Every record, apart from its pictures, should be repeated exactly.

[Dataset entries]
-=-=-=-=-
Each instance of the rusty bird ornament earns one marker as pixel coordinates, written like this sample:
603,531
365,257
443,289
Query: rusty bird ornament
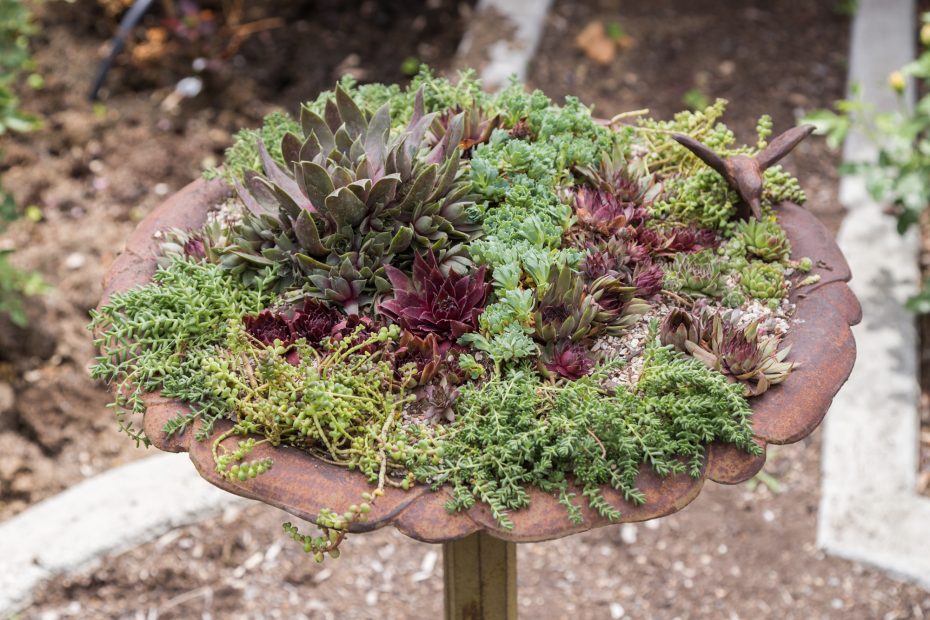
744,172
-=-=-=-=-
**Response**
Each instance of the rusty bird ornament earns one marker as pixel coordinates, written like this sample:
603,531
365,257
443,289
Query: rusty bird ornament
744,172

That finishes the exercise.